(Exercise brief): Can you copy, word for word, everything in the records below from the line containing "Give the outline of every instance of the sky." down to the line containing "[[[0,64],[101,71],[169,57],[256,56],[254,0],[0,0]]]", with both of those lines included and nothing else?

start Entries shown

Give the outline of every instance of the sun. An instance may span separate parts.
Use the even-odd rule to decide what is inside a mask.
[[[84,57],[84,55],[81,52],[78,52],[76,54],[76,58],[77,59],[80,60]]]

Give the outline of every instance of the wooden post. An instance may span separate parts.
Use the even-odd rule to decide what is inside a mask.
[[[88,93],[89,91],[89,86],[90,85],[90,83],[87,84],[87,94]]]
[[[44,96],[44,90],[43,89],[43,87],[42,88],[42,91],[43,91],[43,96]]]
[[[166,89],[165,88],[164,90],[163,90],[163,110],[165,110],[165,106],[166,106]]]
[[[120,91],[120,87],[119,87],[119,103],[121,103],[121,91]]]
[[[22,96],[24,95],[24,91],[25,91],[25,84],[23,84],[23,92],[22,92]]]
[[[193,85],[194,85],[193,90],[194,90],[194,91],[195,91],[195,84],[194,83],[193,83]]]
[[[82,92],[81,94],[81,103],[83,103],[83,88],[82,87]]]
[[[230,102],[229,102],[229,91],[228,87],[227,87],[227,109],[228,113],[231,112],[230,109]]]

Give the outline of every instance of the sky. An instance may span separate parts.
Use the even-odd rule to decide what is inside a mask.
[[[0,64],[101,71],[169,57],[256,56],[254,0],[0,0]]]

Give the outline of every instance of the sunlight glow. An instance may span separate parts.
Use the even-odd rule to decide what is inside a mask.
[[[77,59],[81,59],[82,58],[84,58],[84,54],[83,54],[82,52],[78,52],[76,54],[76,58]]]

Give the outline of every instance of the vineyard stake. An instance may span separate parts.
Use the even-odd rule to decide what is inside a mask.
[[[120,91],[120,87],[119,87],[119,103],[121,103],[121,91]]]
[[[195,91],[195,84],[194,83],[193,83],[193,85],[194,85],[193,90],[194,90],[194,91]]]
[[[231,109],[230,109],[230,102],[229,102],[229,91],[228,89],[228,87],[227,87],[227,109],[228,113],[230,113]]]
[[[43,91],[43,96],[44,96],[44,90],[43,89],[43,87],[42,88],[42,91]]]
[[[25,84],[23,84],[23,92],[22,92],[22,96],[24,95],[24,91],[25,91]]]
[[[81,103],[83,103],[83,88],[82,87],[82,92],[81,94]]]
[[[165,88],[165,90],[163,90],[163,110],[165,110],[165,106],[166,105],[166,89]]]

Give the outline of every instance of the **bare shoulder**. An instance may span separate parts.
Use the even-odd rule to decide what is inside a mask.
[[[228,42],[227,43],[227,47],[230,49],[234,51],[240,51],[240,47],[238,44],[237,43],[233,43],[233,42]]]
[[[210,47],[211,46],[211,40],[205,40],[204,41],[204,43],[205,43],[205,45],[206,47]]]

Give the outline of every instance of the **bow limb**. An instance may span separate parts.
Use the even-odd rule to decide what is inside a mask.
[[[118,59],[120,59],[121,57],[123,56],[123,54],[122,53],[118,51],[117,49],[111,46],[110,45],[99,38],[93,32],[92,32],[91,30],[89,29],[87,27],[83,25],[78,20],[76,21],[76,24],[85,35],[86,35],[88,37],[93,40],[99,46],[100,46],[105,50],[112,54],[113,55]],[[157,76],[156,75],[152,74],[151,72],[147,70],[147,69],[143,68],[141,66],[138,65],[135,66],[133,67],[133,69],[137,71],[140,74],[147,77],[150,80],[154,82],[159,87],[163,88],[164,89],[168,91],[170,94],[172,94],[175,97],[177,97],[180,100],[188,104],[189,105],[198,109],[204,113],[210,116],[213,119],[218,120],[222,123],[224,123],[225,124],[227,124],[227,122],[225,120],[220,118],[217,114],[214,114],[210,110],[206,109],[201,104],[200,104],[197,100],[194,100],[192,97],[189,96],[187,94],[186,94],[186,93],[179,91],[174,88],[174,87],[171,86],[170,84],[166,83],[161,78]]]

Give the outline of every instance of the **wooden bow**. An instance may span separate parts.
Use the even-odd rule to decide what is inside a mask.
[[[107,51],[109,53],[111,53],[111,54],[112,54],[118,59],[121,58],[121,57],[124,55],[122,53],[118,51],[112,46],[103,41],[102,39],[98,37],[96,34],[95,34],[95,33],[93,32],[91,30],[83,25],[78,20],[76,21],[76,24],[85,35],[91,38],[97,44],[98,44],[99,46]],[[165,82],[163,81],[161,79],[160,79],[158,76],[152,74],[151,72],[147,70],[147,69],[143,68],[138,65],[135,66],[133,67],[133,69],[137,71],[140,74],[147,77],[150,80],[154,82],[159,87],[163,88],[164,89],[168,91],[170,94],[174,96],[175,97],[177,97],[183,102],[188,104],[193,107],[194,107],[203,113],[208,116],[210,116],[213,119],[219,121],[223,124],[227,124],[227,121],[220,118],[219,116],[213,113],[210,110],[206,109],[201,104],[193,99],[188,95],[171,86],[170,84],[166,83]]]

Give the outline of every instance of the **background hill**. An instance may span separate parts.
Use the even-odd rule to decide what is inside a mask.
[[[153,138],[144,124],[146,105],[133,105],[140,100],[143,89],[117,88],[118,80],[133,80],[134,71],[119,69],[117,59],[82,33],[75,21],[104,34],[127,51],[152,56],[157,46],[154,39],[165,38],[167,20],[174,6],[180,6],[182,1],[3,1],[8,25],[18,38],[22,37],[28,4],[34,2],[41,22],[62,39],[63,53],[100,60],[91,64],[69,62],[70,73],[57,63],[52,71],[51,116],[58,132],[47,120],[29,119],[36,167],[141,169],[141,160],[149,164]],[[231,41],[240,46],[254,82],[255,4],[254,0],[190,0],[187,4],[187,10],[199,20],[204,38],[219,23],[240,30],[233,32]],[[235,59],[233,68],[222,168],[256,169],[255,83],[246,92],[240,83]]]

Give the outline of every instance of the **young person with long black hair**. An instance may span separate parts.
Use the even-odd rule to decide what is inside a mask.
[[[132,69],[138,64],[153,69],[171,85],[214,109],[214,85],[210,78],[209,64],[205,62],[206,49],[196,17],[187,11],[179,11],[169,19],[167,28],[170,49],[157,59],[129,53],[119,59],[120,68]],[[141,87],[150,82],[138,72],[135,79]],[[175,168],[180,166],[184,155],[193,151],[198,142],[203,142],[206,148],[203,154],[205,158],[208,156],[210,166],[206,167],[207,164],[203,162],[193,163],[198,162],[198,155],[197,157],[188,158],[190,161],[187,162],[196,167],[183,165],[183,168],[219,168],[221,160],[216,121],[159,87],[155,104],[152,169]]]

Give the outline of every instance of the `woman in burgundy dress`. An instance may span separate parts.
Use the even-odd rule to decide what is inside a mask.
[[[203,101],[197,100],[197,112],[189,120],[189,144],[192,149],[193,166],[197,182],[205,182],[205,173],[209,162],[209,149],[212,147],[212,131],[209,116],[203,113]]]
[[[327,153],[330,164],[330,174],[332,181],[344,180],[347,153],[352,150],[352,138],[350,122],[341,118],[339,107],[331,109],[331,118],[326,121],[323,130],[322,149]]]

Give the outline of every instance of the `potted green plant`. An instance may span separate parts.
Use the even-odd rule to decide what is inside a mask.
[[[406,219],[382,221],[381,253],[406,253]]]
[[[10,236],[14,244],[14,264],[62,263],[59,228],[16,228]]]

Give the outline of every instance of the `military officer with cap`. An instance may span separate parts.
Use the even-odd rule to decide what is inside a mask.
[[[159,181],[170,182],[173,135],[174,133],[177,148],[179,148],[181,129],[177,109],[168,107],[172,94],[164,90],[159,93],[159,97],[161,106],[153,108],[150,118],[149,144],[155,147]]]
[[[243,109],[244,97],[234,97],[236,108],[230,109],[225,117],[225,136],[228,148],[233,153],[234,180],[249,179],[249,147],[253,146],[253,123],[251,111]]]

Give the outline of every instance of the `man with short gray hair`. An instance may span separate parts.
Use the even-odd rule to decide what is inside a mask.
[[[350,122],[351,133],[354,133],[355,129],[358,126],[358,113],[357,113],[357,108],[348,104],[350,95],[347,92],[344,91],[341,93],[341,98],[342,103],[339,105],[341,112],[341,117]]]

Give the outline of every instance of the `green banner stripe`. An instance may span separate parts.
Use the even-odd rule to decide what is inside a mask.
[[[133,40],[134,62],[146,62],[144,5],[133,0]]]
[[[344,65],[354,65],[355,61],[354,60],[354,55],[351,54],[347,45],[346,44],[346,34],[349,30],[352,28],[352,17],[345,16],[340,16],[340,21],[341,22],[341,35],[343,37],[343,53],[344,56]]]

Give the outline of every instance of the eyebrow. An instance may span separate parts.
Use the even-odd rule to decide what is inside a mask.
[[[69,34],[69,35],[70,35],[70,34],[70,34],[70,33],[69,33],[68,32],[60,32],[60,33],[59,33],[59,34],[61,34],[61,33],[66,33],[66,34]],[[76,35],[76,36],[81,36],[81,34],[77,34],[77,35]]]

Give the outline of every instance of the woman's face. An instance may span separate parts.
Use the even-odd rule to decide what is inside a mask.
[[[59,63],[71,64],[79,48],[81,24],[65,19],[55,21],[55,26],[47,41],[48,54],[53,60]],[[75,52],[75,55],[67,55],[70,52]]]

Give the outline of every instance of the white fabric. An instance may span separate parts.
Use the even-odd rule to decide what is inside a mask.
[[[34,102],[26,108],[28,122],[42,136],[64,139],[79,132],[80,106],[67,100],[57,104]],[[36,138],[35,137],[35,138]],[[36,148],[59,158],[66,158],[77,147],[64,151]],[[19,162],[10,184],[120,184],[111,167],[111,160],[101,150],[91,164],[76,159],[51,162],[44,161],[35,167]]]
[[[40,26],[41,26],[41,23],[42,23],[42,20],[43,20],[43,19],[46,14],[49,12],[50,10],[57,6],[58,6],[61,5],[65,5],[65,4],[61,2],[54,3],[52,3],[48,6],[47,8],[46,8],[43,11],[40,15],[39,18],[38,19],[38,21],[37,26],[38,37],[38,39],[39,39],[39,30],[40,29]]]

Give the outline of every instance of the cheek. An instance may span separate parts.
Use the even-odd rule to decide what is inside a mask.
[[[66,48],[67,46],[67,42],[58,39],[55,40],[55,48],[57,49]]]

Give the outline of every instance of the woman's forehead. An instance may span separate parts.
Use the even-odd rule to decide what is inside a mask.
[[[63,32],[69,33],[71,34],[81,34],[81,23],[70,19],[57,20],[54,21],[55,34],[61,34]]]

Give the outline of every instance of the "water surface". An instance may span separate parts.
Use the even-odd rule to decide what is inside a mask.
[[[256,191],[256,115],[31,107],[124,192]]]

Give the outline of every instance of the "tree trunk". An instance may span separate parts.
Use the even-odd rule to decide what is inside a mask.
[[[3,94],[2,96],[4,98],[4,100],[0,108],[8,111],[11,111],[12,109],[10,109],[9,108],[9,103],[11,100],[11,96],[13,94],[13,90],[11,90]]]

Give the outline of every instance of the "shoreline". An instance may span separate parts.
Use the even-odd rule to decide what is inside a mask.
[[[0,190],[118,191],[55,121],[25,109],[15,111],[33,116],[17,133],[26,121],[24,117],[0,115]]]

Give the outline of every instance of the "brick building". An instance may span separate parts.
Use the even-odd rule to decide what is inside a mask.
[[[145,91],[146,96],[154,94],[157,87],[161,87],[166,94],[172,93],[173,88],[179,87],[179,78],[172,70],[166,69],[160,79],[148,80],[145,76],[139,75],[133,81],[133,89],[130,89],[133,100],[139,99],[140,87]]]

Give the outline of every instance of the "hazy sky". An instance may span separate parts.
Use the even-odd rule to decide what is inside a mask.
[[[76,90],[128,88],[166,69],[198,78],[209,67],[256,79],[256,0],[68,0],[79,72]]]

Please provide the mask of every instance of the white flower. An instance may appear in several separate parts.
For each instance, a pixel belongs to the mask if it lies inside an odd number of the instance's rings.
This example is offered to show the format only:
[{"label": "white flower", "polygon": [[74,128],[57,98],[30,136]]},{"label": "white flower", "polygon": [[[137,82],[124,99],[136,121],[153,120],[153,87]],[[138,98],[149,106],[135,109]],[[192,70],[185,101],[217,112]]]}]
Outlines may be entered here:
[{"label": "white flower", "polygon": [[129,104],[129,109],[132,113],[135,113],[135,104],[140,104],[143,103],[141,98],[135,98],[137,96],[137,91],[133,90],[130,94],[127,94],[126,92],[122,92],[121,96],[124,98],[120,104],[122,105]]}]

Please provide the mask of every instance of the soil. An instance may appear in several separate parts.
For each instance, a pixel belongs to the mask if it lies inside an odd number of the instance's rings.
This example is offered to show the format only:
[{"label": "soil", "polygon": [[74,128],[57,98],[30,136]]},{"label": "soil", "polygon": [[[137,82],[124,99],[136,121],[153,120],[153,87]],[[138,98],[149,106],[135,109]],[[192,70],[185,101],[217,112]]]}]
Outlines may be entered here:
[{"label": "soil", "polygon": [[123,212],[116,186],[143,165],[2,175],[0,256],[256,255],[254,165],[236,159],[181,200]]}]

end Entries shown

(Result of this task):
Give the outline of every instance of the sky. An instance may span separate parts.
Use the even-odd rule to decide what is inside a mask.
[[[0,64],[101,71],[169,57],[256,56],[254,0],[0,0]]]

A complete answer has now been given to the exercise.